→ **PROBLEM TO SOLVE**
Retype exactly the lines that start at the line with "Put a point on every instance of the orange-red" and end at the final line, both included, and leave out every picture.
· · · ·
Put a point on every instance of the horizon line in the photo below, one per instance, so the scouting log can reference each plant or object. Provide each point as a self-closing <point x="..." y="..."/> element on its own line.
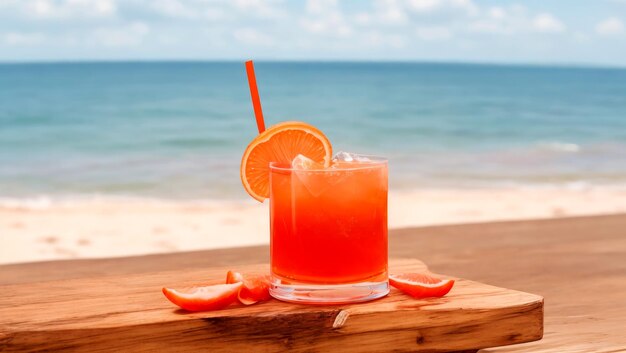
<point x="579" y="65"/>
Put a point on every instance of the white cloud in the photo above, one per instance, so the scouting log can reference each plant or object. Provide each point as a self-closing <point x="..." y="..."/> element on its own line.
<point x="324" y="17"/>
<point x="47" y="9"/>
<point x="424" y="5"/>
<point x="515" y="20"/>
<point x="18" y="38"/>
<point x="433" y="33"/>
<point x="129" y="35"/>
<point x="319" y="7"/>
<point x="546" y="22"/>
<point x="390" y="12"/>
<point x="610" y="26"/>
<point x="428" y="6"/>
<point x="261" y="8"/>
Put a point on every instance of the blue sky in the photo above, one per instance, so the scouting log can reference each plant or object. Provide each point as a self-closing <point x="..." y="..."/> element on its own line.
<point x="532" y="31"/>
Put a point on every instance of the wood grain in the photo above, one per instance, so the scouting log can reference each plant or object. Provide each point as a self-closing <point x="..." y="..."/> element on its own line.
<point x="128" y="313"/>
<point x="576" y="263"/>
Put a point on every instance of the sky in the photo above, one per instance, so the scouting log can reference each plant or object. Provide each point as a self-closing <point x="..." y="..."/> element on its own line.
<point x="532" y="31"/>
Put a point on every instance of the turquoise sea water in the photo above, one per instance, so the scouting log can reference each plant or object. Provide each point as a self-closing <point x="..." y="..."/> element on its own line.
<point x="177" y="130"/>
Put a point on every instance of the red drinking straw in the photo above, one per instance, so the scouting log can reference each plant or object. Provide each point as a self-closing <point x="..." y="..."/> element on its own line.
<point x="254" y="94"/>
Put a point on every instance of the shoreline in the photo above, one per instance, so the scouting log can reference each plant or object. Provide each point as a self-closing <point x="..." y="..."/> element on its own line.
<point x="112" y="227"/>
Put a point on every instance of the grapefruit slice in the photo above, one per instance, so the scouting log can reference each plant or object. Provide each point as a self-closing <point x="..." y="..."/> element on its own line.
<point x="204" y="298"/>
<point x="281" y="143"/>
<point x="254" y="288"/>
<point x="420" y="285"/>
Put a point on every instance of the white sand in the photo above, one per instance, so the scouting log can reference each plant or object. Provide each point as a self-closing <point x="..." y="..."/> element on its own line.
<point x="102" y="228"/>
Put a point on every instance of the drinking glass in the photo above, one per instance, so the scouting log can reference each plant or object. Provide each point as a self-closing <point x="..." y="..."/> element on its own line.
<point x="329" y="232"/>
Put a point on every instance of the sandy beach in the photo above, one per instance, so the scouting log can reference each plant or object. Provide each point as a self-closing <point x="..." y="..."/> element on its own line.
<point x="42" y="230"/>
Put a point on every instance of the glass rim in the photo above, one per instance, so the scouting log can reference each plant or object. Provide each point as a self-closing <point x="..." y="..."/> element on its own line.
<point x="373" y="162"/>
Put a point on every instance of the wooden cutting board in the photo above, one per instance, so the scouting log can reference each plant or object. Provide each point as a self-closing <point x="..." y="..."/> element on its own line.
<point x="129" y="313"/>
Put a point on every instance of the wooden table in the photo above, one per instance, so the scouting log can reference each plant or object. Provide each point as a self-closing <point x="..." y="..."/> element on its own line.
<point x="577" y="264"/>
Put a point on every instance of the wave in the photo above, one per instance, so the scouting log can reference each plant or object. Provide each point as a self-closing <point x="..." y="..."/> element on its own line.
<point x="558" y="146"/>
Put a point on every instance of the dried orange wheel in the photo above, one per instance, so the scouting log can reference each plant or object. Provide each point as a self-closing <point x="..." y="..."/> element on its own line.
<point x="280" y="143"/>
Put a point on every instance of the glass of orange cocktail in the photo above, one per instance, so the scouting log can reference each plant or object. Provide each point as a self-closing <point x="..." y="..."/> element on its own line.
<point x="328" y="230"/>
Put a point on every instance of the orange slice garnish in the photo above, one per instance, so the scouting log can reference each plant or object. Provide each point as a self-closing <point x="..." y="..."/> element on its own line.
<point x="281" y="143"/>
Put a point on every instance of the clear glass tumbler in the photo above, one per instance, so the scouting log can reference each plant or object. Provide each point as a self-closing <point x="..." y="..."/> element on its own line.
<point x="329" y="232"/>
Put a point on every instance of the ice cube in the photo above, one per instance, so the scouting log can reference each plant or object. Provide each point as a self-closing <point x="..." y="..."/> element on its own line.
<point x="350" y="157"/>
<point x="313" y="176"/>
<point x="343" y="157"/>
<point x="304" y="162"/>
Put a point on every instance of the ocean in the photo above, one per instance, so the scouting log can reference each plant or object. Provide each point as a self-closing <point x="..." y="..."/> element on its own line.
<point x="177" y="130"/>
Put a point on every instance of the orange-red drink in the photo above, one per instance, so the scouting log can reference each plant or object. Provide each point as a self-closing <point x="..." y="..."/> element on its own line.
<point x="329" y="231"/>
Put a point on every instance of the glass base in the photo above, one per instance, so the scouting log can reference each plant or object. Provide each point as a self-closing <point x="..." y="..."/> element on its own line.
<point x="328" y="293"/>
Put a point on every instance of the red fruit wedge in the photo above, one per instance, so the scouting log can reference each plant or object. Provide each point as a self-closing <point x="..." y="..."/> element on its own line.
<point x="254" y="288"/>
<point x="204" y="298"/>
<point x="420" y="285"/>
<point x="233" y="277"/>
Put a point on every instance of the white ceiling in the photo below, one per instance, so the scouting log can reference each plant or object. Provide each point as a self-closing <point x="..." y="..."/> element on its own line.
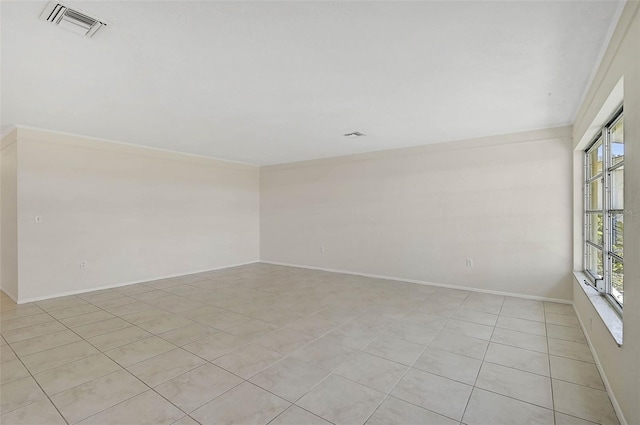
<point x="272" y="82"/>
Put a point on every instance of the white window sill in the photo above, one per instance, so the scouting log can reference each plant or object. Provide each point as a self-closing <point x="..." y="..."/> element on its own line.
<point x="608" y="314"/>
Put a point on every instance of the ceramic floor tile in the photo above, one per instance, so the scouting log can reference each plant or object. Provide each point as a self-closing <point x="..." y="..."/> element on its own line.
· · · ·
→ **SOLUTION TO THIS PROBLEM**
Put a point on every instance of the orange-red drink in the photo above, one per instance, so the scouting log can reference each plant or object. Provide each point as a self-closing <point x="..." y="..."/> element on its own line.
<point x="329" y="231"/>
Put a point on every instance of the glass base in the photo above, one per instance, so the scouting log can reference each plant or object. Provide each point as a self-closing <point x="..." y="..."/> element on its own line.
<point x="328" y="293"/>
Put a point on every instance of the red fruit wedge in the photo above, one per instance, so the scouting log can reference each plant or object. Provide each point as a self-closing <point x="..." y="..."/> element on its own line.
<point x="254" y="288"/>
<point x="204" y="298"/>
<point x="420" y="285"/>
<point x="233" y="277"/>
Put a point on every instance of the white ceiling in the photo below, one per instance, so the scouting log can reference each plant or object. Provide each point as a self-closing <point x="..." y="..."/> element on its own line.
<point x="272" y="82"/>
Put a point on every instance of the white window sill in the photo above, one per instance, so the scouting log can reference each plant or object. Provide each point as a self-closing <point x="..." y="..."/> element on its own line.
<point x="608" y="314"/>
Put a point on every instance of the ceramic floor tile in the photo above, one per instance, so the scouting log can reference each plant or object. Provide each point as a self-closing <point x="..." y="..."/> element on its own line.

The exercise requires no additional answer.